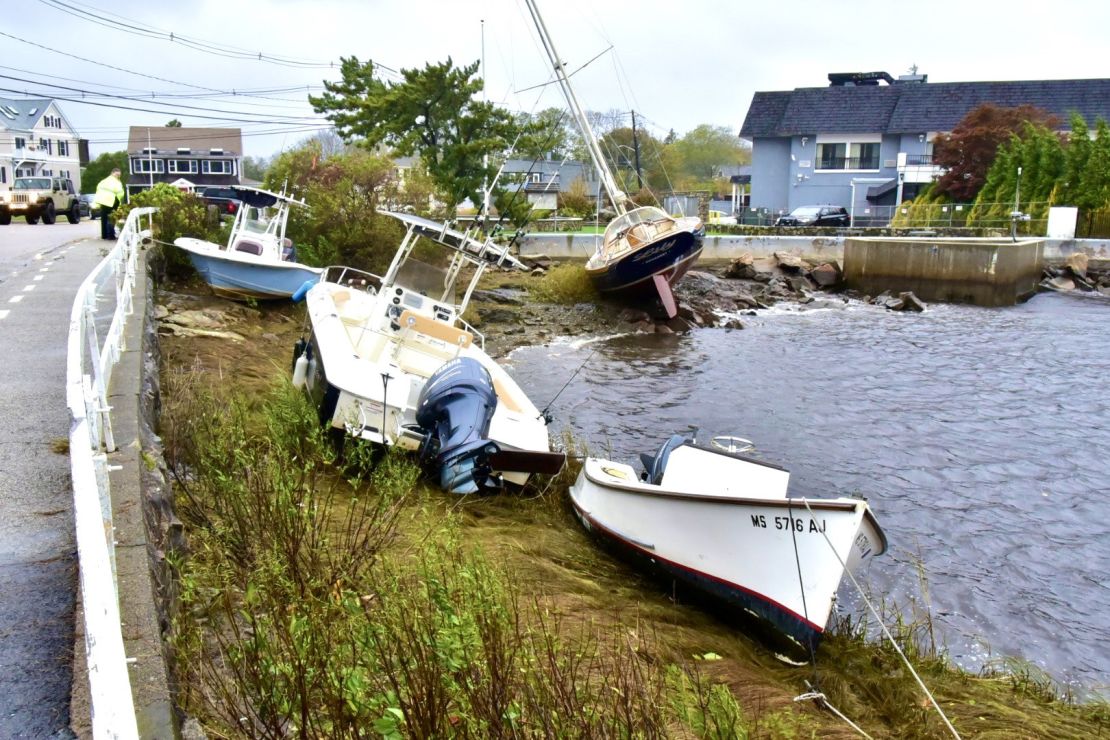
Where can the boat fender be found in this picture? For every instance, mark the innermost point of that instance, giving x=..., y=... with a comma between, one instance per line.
x=301, y=292
x=301, y=366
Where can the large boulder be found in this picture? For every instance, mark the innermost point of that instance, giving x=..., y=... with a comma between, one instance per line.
x=1059, y=284
x=910, y=302
x=742, y=267
x=790, y=262
x=1077, y=264
x=825, y=275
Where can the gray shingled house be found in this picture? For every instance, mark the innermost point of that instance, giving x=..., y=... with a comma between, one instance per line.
x=187, y=158
x=868, y=145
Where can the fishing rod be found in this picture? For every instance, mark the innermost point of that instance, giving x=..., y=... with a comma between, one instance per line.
x=574, y=375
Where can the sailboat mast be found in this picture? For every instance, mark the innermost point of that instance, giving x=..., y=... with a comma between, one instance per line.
x=595, y=151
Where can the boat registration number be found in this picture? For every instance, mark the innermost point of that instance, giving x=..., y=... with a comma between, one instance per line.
x=786, y=524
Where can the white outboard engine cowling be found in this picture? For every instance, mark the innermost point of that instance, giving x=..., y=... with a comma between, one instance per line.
x=454, y=412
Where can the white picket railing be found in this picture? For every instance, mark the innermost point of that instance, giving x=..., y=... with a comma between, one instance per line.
x=89, y=372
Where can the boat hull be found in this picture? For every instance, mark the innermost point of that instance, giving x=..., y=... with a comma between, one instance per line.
x=233, y=275
x=366, y=373
x=747, y=554
x=631, y=276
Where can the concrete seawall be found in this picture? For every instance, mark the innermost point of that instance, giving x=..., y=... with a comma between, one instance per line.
x=579, y=246
x=985, y=272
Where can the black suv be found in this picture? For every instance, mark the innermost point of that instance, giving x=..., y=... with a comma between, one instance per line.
x=815, y=215
x=225, y=200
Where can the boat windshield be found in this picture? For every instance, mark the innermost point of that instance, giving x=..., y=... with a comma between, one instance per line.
x=623, y=223
x=426, y=280
x=258, y=221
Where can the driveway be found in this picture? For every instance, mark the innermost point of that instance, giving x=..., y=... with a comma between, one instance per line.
x=40, y=270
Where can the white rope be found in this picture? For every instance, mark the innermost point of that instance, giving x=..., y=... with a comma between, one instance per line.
x=824, y=702
x=885, y=630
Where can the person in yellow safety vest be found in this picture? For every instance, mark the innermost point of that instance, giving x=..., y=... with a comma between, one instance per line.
x=109, y=194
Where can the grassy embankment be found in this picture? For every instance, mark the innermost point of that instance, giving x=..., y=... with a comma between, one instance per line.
x=346, y=598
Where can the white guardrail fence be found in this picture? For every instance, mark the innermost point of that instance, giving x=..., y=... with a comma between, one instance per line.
x=89, y=372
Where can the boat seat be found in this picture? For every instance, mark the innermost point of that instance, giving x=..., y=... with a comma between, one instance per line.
x=250, y=247
x=455, y=337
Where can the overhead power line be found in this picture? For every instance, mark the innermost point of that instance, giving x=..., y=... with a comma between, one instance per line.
x=214, y=137
x=148, y=110
x=175, y=108
x=252, y=92
x=138, y=28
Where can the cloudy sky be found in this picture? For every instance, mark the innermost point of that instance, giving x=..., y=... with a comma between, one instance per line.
x=676, y=63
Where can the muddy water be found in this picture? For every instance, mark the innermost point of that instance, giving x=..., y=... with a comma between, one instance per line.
x=980, y=436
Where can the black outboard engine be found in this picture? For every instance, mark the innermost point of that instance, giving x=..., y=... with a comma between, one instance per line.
x=454, y=411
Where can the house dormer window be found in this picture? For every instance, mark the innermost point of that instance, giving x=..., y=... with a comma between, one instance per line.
x=849, y=152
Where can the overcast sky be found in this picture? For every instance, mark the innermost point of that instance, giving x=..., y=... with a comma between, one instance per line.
x=676, y=63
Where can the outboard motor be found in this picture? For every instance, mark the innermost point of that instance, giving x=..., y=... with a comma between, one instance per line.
x=454, y=411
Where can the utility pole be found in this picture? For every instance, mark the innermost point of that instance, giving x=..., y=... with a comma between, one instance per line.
x=635, y=151
x=485, y=156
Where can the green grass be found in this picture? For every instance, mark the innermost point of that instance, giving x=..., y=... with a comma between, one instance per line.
x=339, y=596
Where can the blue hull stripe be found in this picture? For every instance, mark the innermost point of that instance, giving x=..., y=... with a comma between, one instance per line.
x=781, y=618
x=261, y=280
x=670, y=256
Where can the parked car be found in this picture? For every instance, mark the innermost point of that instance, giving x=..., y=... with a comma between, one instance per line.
x=722, y=218
x=816, y=215
x=40, y=198
x=88, y=205
x=225, y=200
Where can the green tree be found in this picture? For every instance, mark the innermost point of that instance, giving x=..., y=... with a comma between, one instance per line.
x=1095, y=182
x=101, y=166
x=707, y=148
x=1079, y=150
x=548, y=134
x=432, y=113
x=969, y=150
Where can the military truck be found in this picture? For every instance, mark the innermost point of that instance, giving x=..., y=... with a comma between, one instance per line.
x=40, y=198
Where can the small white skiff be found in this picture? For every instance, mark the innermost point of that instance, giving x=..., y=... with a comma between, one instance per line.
x=722, y=521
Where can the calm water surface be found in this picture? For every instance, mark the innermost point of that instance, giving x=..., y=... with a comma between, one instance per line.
x=980, y=436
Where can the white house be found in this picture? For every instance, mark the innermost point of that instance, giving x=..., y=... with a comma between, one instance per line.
x=37, y=140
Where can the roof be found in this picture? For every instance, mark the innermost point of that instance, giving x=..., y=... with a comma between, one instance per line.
x=914, y=108
x=18, y=113
x=170, y=139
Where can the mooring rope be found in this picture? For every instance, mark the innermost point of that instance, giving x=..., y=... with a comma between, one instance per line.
x=885, y=630
x=824, y=702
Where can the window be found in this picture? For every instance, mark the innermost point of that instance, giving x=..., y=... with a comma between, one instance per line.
x=218, y=166
x=140, y=164
x=183, y=166
x=847, y=154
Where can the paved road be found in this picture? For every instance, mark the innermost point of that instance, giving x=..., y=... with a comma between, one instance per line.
x=40, y=270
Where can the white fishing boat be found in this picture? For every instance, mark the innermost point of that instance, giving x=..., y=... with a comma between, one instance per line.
x=722, y=521
x=644, y=250
x=390, y=360
x=258, y=261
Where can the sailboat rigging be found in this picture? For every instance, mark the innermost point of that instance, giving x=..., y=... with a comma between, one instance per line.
x=644, y=251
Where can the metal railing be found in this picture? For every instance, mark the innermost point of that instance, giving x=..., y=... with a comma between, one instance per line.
x=848, y=163
x=88, y=374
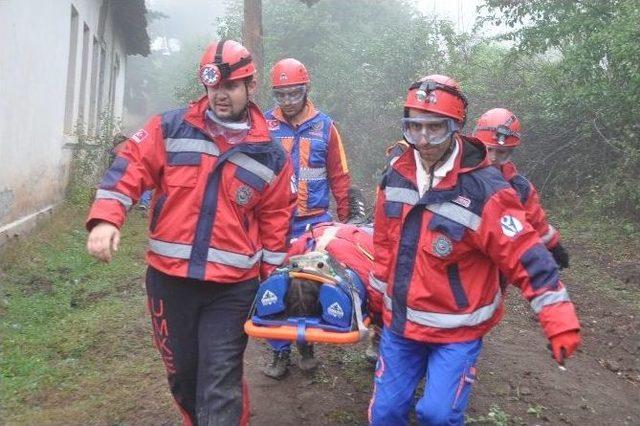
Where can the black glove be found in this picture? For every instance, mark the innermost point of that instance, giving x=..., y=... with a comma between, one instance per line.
x=561, y=256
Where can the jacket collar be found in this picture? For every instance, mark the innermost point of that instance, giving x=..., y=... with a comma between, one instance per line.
x=258, y=132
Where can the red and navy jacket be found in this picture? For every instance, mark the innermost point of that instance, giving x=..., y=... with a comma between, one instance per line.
x=531, y=201
x=220, y=212
x=319, y=160
x=350, y=245
x=438, y=257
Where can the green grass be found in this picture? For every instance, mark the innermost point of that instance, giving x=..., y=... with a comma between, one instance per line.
x=74, y=331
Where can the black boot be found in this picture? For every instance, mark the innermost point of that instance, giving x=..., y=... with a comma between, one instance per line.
x=279, y=366
x=373, y=348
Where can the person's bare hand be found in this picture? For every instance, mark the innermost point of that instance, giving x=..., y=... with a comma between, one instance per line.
x=103, y=238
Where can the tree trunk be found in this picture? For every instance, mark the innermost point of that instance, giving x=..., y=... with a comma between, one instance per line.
x=252, y=32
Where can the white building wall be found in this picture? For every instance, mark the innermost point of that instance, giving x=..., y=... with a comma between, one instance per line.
x=34, y=147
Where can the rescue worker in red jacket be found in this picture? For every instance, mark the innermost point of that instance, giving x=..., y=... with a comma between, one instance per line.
x=220, y=219
x=445, y=225
x=315, y=146
x=320, y=166
x=499, y=130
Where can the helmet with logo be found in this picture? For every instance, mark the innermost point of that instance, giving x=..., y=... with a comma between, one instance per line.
x=225, y=60
x=498, y=127
x=438, y=94
x=289, y=72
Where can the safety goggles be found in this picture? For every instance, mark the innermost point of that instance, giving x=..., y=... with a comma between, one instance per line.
x=233, y=132
x=434, y=129
x=500, y=155
x=289, y=95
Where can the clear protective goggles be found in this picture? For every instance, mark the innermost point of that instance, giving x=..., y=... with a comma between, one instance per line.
x=289, y=95
x=233, y=132
x=434, y=129
x=500, y=155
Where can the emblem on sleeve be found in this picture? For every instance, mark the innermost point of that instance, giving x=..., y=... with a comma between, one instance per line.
x=510, y=226
x=243, y=195
x=139, y=136
x=442, y=246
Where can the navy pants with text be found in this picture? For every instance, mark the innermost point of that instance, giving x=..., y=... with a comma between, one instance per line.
x=198, y=329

========================

:: ACTIVITY ::
Lines from the one holding "Where can the clear" to the last line of the records: return these exactly, and only these.

:: EXERCISE SOLUTION ::
Where can the clear protective goggles be found in this picture? For every instance, mark the innermost point of that instance, giving x=..., y=... with a comma between, one instance per line.
x=289, y=95
x=233, y=132
x=434, y=129
x=500, y=155
Where can the emblem on sleeve be found in this picture? For every instance, mark the innermost point of that instance, giving x=..., y=... with a comma between, one instance per line.
x=510, y=226
x=243, y=195
x=139, y=136
x=442, y=246
Where can the navy pants with text be found in this picture? For every instance, mark the innermost point of that instance, giving x=..., y=... with a comma between, one instance per line.
x=198, y=329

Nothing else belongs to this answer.